REQUIRED WORK
**a.** Condense the paragraph of the COVID-19 symptoms article below that begins "Around 50% of people with COVID-19" into a bulleted list that keeps its main facts.
**b.** Answer these questions from the COVID-19 symptoms article below:
(i) Roughly what share of symptomatic cases involve fever?
(ii) In about what percentage of symptomatic cases does headache occur?
(iii) Which earlier strains are Omicron-lineage variants compared with regarding damage to the smell-sensing tissue?
**c.** Please reproduce the COVID-19 symptoms article below, starting at "Gut Symptoms Are" and ending at "a stomach bug.", substituting "stomach virus" for "stomach bug".
START QUOTED PASSAGE
The most common symptoms of COVID-19 are fever, fatigue, and cough. In clinical studies, fever appears in roughly 94% of symptomatic cases, fatigue in about 89%, and cough in around 71%. Beyond those three, the symptom list is broad and can overlap significantly with the flu or a common cold, which is why testing remains the only reliable way to confirm a COVID infection.
The Core Symptoms
COVID-19 primarily affects the respiratory system, so the hallmark symptoms revolve around the airways and general inflammation. Fever and exhaustion tend to hit first, often accompanied by body aches and headache. Cough follows closely, usually dry rather than producing mucus. A sore throat and runny or stuffy nose are also frequent, especially with the Omicron-lineage variants that have dominated since 2022.
Headache occurs in about 35% of symptomatic cases. Muscle or joint pain, chills, and a general feeling of being unwell round out the picture for most people. The experience is often described as feeling like a bad cold or mild flu, particularly for those who are vaccinated or have had a prior infection.
Gut Symptoms Are More Common Than Many Expect
Around 50% of people with COVID-19 experience some form of gastrointestinal symptom. Diarrhea is the most frequently reported, but nausea, stomach pain, vomiting, and loss of appetite also appear. Published estimates put the frequency of gut symptoms anywhere from 12% to 61%, depending on the population studied and the variant involved. There is some early suggestion that the JN.1 variant may cause more diarrhea than previous strains, though that hasn’t been confirmed with solid data yet.
For some people, digestive issues are actually the first or only noticeable symptom, which can make COVID easy to mistake for food poisoning or a stomach bug.
Loss of Smell and Taste
Loss of smell was one of COVID’s most distinctive early calling cards, but it has become significantly less common with newer variants. Research in both humans and animal models shows that Omicron-lineage variants cause less damage to the smell-sensing tissue in the nose compared to earlier strains like Delta and Gamma. You can still lose your sense of smell or taste with a current infection, but it happens at a much lower rate than it did in 2020 and 2021.
END QUOTED PASSAGE
START RECORDS
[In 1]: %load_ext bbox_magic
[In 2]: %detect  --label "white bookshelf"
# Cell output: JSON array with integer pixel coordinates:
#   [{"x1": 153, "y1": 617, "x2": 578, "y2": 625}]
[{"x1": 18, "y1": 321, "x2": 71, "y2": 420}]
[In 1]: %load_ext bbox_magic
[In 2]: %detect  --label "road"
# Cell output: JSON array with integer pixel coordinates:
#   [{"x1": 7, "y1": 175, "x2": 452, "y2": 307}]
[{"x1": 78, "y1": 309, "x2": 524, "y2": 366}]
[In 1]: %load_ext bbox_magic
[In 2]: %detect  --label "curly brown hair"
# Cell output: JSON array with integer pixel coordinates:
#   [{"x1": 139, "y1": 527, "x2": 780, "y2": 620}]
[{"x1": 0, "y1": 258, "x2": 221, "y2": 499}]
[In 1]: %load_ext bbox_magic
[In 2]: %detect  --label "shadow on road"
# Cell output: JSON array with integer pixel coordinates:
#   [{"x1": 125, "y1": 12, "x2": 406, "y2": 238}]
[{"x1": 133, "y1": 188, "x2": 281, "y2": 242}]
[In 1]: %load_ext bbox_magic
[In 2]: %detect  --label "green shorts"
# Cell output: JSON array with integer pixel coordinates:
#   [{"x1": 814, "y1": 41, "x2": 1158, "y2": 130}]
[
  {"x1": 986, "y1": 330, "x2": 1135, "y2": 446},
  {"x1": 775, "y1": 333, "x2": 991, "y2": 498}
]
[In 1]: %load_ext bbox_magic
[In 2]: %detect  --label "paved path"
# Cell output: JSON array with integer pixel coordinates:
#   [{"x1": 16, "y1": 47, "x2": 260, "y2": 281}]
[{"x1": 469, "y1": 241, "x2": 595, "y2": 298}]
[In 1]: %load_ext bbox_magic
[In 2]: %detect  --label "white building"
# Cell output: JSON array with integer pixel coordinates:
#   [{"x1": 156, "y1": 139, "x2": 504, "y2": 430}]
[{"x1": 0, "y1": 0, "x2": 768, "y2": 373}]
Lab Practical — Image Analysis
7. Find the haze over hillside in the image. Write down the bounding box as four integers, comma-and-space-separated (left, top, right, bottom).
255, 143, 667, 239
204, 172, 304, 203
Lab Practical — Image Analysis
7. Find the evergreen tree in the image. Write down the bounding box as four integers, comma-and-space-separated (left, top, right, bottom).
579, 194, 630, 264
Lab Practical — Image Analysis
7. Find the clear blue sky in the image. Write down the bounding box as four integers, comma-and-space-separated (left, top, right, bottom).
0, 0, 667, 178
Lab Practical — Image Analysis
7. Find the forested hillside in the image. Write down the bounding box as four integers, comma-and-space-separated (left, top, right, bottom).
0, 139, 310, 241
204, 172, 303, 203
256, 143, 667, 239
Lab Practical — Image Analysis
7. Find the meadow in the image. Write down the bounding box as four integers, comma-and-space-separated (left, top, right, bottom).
END RECORDS
ANSWER LIST
**a.**
- About 50% of people with COVID-19 have some gastrointestinal symptom.
- Diarrhea is reported most often. Nausea, stomach pain, vomiting, and loss of appetite also occur.
- Published estimates of how often gut symptoms occur range from 12% to 61%. The figure depends on the population studied and the variant involved.
- There is an early suggestion that the JN.1 variant may cause more diarrhea than earlier strains, but solid data have not confirmed it yet.

**b.**
(i) Roughly 94%.
(ii) About 35%.
(iii) Delta and Gamma.

**c.**
Gut Symptoms Are More Common Than Many Expect
Around 50% of people with COVID-19 experience some form of gastrointestinal symptom. Diarrhea is the most frequently reported, but nausea, stomach pain, vomiting, and loss of appetite also appear. Published estimates put the frequency of gut symptoms anywhere from 12% to 61%, depending on the population studied and the variant involved. There is some early suggestion that the JN.1 variant may cause more diarrhea than previous strains, though that hasn’t been confirmed with solid data yet.
For some people, digestive issues are actually the first or only noticeable symptom, which can make COVID easy to mistake for food poisoning or a stomach virus.